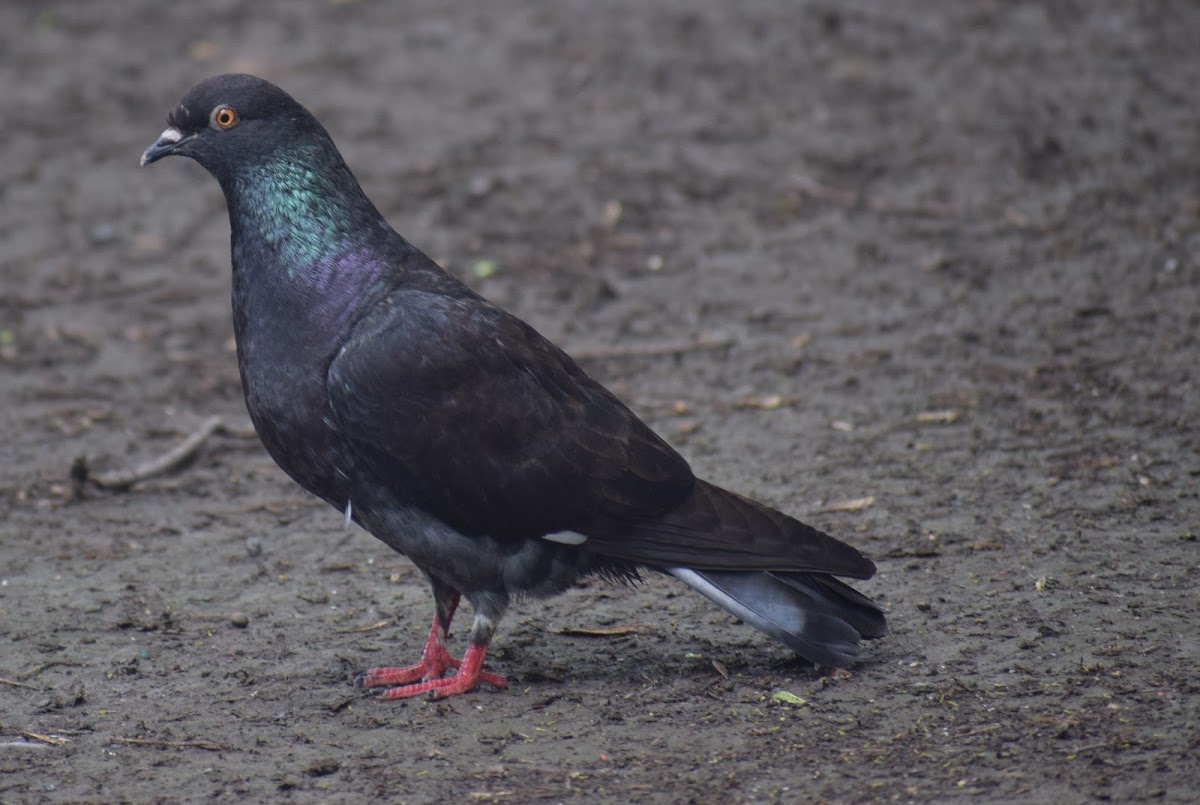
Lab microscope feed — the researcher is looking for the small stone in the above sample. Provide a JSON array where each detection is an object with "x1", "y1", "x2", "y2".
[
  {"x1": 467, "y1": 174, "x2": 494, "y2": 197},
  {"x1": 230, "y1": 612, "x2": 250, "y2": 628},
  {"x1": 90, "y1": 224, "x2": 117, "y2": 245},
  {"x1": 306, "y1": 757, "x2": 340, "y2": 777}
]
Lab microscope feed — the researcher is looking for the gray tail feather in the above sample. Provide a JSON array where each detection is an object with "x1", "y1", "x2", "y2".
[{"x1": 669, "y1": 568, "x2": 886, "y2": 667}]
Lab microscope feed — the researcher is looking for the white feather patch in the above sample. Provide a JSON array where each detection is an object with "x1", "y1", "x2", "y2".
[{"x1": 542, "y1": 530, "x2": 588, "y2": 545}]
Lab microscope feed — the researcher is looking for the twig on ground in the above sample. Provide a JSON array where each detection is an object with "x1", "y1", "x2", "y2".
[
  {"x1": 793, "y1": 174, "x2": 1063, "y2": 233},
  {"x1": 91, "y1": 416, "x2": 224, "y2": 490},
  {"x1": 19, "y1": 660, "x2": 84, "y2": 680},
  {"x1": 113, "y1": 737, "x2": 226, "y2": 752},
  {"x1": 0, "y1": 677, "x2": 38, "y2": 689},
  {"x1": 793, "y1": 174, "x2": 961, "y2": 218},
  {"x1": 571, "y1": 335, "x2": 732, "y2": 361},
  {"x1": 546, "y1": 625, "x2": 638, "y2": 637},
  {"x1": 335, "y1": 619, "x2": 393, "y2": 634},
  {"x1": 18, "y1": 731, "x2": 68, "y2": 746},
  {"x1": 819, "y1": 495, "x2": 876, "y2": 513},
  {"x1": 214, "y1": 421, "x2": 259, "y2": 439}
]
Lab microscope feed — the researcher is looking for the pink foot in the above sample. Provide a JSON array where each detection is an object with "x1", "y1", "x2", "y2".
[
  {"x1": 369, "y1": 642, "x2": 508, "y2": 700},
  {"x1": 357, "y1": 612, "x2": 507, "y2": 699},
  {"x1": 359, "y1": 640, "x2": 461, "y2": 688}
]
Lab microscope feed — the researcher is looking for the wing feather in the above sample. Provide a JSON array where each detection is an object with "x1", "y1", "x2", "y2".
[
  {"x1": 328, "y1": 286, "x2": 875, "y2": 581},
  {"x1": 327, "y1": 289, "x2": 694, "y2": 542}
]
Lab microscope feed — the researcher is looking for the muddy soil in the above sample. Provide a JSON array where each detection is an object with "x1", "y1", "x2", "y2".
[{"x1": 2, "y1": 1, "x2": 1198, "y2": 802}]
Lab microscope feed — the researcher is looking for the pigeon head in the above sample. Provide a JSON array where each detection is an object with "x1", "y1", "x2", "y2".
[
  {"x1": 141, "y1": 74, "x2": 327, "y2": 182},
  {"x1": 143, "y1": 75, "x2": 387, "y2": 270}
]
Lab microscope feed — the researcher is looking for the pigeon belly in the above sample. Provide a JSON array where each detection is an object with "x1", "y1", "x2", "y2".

__TASK TO CARRY OUT__. Keep each line of the records exactly as it is while transcribing them, but leave the images behind.

__SOLUTION__.
Lab microscope feed — the researcher is looking for the small stone in the above sample. Provide a JSON array where each detection is an object with "x1", "y1", "x2", "y2".
[
  {"x1": 467, "y1": 174, "x2": 494, "y2": 197},
  {"x1": 230, "y1": 612, "x2": 250, "y2": 628},
  {"x1": 90, "y1": 224, "x2": 117, "y2": 245},
  {"x1": 306, "y1": 757, "x2": 340, "y2": 777}
]
Lab microscope feed — the researcher is looking for the gray tail feather in the above sample. Provide a JSON array where each detection is an object with "x1", "y1", "x2", "y2".
[{"x1": 669, "y1": 568, "x2": 886, "y2": 667}]
Lab microscope feed — the researcher is looking for the white feather patch in the above sample. Provide a JSON array where each detection is an object with "x1", "y1", "x2", "y2".
[{"x1": 542, "y1": 530, "x2": 588, "y2": 545}]
Lab microscope feed — the researcher is looking for the twig on ground in the above sample. Provide a JSON array where each detection is an object with "x1", "y1", "x2", "y2".
[
  {"x1": 793, "y1": 174, "x2": 1063, "y2": 233},
  {"x1": 91, "y1": 416, "x2": 224, "y2": 490},
  {"x1": 19, "y1": 660, "x2": 84, "y2": 680},
  {"x1": 113, "y1": 737, "x2": 226, "y2": 752},
  {"x1": 0, "y1": 677, "x2": 38, "y2": 689},
  {"x1": 793, "y1": 174, "x2": 961, "y2": 218},
  {"x1": 571, "y1": 335, "x2": 732, "y2": 361},
  {"x1": 546, "y1": 625, "x2": 638, "y2": 637},
  {"x1": 335, "y1": 619, "x2": 393, "y2": 634},
  {"x1": 18, "y1": 731, "x2": 68, "y2": 746},
  {"x1": 819, "y1": 495, "x2": 876, "y2": 513},
  {"x1": 214, "y1": 421, "x2": 259, "y2": 439}
]
Lab microscope feed — the researcher is looking for the pink foot in the above sample. Provide a JSON array where each detection is an object with "x1", "y1", "x2", "y2".
[
  {"x1": 369, "y1": 642, "x2": 508, "y2": 700},
  {"x1": 357, "y1": 612, "x2": 507, "y2": 699},
  {"x1": 359, "y1": 640, "x2": 461, "y2": 688}
]
Lab microscope feed — the researcher is looking for the wing feather in the above sample. Provide a JSON array where each detection is an object with "x1", "y1", "x2", "y2".
[
  {"x1": 328, "y1": 286, "x2": 875, "y2": 581},
  {"x1": 327, "y1": 289, "x2": 694, "y2": 542}
]
Lab microscope feed — the researcher is looking for the muddy soil in the above sample. Provide a JSON array where each detection is an object with "x1", "y1", "x2", "y2".
[{"x1": 2, "y1": 1, "x2": 1198, "y2": 802}]
Lab microscope feed — the researcher is looking for the pigeon head in the above sample. Provide a JSON array where each detection is an object with "x1", "y1", "x2", "y2".
[
  {"x1": 141, "y1": 74, "x2": 327, "y2": 182},
  {"x1": 143, "y1": 75, "x2": 387, "y2": 270}
]
Lab microscope feed — the researcher is looking for the pigeon belly in the above sample. Provide a JSON array where each detection is an object with "x1", "y1", "x2", "y2".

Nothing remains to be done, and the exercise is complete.